* **Written task**
Copy everything from the line containing "the dark foreground" down to the end of the records, including the requests. Multiply each answer's x and y coordinates by 1.25 and round to whole numbers with halves going up, but leave the requests and their sample coordinates unchanged.

* **Provided data**
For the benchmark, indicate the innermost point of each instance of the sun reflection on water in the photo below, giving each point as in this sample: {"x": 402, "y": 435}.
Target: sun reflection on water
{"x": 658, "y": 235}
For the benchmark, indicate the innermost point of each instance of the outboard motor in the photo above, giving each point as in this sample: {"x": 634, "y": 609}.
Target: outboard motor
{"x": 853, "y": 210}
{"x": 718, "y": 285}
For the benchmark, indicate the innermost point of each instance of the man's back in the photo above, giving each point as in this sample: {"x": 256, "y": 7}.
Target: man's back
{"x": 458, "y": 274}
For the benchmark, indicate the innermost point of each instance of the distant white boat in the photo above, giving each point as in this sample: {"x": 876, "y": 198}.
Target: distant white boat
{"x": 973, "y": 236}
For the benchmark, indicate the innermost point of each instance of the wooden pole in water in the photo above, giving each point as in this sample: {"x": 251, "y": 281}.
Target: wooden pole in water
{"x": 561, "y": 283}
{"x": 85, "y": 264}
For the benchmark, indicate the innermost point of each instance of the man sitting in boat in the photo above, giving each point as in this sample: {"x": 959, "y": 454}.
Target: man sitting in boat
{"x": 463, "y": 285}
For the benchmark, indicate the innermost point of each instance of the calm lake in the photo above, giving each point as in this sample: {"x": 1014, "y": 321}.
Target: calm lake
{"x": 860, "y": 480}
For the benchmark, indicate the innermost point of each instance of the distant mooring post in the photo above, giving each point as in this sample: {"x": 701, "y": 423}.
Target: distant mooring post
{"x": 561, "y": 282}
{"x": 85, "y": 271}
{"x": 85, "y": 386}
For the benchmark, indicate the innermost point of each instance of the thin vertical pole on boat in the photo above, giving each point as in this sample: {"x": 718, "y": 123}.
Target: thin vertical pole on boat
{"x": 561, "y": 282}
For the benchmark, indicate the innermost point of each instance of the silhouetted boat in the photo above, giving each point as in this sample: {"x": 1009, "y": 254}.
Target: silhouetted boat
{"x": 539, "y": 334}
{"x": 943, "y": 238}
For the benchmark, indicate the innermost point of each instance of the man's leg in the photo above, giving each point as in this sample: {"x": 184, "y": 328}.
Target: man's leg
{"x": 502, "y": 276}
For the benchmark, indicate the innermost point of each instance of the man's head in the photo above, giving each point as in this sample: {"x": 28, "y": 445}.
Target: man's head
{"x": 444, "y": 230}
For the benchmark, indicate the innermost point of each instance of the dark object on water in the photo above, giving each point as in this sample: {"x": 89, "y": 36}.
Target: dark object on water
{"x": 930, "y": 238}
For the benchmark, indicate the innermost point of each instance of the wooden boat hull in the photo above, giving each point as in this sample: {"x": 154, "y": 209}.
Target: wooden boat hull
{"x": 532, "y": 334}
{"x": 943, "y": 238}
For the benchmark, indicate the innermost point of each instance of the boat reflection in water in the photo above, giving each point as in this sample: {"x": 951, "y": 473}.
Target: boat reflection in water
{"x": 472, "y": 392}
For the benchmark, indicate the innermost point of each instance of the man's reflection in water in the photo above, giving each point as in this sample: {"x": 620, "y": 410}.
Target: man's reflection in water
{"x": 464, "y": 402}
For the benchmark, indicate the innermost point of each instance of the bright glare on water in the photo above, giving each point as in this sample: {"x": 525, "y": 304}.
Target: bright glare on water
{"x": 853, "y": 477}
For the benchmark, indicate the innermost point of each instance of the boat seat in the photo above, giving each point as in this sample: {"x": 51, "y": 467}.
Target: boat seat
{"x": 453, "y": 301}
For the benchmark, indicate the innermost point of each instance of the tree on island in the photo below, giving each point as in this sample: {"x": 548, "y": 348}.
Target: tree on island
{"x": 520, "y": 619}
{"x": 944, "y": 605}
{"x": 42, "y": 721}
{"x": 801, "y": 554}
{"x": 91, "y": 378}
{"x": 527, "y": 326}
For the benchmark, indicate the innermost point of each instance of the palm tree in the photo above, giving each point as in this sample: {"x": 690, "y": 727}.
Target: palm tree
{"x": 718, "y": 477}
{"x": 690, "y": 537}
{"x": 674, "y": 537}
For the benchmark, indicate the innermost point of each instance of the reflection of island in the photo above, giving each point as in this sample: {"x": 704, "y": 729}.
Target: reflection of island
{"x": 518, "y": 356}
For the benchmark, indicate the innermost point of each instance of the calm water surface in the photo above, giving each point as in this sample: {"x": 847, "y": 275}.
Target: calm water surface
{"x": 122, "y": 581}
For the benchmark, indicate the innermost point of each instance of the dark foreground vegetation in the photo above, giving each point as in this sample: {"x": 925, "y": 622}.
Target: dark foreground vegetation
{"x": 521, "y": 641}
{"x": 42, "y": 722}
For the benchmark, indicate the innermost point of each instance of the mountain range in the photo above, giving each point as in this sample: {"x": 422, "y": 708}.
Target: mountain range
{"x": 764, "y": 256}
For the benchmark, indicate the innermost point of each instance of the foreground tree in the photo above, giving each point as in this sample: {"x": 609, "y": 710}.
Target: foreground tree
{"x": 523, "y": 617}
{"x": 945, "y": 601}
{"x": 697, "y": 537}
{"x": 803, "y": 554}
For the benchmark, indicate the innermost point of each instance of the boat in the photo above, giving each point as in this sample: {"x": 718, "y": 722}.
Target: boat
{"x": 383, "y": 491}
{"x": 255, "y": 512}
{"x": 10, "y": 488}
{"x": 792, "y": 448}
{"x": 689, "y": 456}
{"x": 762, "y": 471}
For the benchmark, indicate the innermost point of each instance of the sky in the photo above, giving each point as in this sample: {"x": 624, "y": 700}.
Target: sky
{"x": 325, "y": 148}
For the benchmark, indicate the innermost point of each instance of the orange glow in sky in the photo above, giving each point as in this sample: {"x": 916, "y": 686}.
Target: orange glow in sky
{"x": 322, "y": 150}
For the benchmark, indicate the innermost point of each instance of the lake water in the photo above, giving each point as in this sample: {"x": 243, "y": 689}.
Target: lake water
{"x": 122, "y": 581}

* **Expected output**
For the benchmark, indicate the innermost point of each instance of the dark foreground vegetation in the photo above, giving each point as in this sample: {"x": 925, "y": 622}.
Target: dark foreground vegetation
{"x": 651, "y": 801}
{"x": 53, "y": 903}
For the benchmark, indicate the innermost point of each instance of the mountain range in the photo above, giving each point as in this sample: {"x": 422, "y": 708}.
Target: mountain range
{"x": 955, "y": 320}
For the benchmark, indicate the innermost point of each instance of the foreground tree in the photo above, giving each point as in this sample: {"x": 609, "y": 710}.
Target: foreground tree
{"x": 654, "y": 771}
{"x": 1181, "y": 751}
{"x": 871, "y": 671}
{"x": 1004, "y": 693}
For the benchmark, indicate the innermost point of each instance of the boat in the photo above, giving each point as in this sample: {"x": 718, "y": 722}.
Target: boat
{"x": 479, "y": 614}
{"x": 319, "y": 640}
{"x": 13, "y": 610}
{"x": 990, "y": 560}
{"x": 861, "y": 570}
{"x": 953, "y": 589}
For the benchmark, indicate the innermost point of each instance of the sky in the photo above, giving each point as in this sample: {"x": 624, "y": 700}.
Target: sky
{"x": 406, "y": 185}
For the benchmark, indicate the innermost point of each instance of the orange glow in sky in the photo above, giving each point as in this sample: {"x": 916, "y": 686}.
Target: orange glow in sky
{"x": 403, "y": 188}
For the benchmark, indicate the innermost point of each instance of the lake water in the photo above, giving each point as in this sample: {"x": 243, "y": 689}.
Target: lake water
{"x": 153, "y": 726}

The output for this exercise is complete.